EXTRACT:
GIFTPAIRS - Editorial

PROBLEM LINK:

Practice
Contest: Division 1
Contest: Division 2
Contest: Division 3

Author and Editorialist: Sahil Tiwari
Tester (C++): Abhishek Jugdar
Tester (Python): Aman Singhal

DIFFICULTY:

EASY-MEDIUM

PREREQUISITES:

Dynamic Programming , Combinatorics

PROBLEM:

Given an array A of size N, where elements are either unique or 0, find the number of ways to generate an array B such that if A_i \neq 0 then B_i = A_i and if A_i = 0 then B_i \neq i. Also B should contain all numbers from 1 to N.

EXPLANATION:

The question is basically a derangement problem. For any given array A, there are two types of undecided players:

  1. Player who’s mannequin is selected by some other player hence this player can select any of the available mannequins.
  2. Player who’s mannequins are still not selected and this player can select any mannequin except 1.

Let the number of type 1 players be i and the number of players of type 2 be j.
Answer to this parameter be dp[i][j].
Base Case:
dp[i][0] = factorial(i)
dp[0][j] = derangement(j)

Lets find ways such that j players find mannequins.

  1. The j^{th} player can select one of the j-1 players mannequins. Then i will increase by 1 since whoever amongst j-1 player’s mannequins was selected, becomes a type 1 player. Hence dp[i][j] = (j-1)*dp[i+1][j-2]
  2. The j^{th} player can select one of the i players mannequins. Hence dp[i][j] = i*dp[i][j-1]

We can precompute the answer for every pair of (i,j) and answer for every test case in linear time.

Time Complexity: O(max(N)^2 + \sum N )

ALTERNATE SOLUTION:

There exists an O(N) solution using the principle of Inclusion-Exclusion.

For the given pair of (i,j).

  1. There are total (i+j)! permutations.

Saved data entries

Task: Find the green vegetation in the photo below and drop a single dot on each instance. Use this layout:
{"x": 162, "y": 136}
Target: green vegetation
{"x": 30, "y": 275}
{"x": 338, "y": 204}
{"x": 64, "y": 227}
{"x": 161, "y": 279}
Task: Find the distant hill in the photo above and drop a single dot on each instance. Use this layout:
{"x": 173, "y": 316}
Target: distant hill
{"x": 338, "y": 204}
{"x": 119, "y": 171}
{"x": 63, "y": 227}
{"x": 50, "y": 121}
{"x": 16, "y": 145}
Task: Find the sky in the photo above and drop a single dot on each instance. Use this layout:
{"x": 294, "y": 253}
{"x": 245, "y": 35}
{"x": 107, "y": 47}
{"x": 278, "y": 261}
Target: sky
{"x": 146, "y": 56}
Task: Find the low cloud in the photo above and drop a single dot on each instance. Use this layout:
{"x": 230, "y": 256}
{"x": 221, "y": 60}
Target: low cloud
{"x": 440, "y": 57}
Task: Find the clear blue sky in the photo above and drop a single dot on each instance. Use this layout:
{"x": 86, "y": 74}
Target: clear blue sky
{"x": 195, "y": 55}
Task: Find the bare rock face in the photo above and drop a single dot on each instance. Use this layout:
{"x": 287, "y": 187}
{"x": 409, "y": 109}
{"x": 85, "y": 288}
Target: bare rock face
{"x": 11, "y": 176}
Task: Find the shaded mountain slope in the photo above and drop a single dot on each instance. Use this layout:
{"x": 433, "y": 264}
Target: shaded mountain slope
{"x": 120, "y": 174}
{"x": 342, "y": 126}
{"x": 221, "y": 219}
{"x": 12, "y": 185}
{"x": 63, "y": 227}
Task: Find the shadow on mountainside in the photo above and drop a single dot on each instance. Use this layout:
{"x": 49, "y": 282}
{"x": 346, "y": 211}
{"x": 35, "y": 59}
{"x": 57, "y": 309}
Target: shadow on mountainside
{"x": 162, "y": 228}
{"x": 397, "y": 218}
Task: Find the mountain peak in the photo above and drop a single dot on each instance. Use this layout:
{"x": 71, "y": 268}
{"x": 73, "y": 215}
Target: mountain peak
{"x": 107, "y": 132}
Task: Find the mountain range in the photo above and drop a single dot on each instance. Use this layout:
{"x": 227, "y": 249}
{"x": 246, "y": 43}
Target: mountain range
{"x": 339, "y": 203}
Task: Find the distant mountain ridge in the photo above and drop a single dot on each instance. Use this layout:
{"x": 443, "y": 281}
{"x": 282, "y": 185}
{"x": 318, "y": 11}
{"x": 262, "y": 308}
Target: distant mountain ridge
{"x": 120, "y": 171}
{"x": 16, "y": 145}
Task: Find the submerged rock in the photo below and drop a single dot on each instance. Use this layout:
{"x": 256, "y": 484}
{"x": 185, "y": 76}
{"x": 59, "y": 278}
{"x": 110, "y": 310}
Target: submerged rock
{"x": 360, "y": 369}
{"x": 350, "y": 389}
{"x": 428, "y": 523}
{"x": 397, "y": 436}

GOALS:
1. Render this sentence from the GIFTPAIRS editorial in Spanish: "There exists an O(N) solution using the principle of Inclusion-Exclusion."
2. According to the GIFTPAIRS editorial, why does i increase by 1 when the j^{th} player selects one of the j-1 players' mannequins?
The listing has no role in this work.

ANSWER LIST:
1. Existe una solución O(N) usando el principio de inclusión-exclusión.

2. The player whose mannequin was selected becomes a type 1 player. That player's mannequin has now been taken by someone else, so the count of type 1 players, i, goes up by one.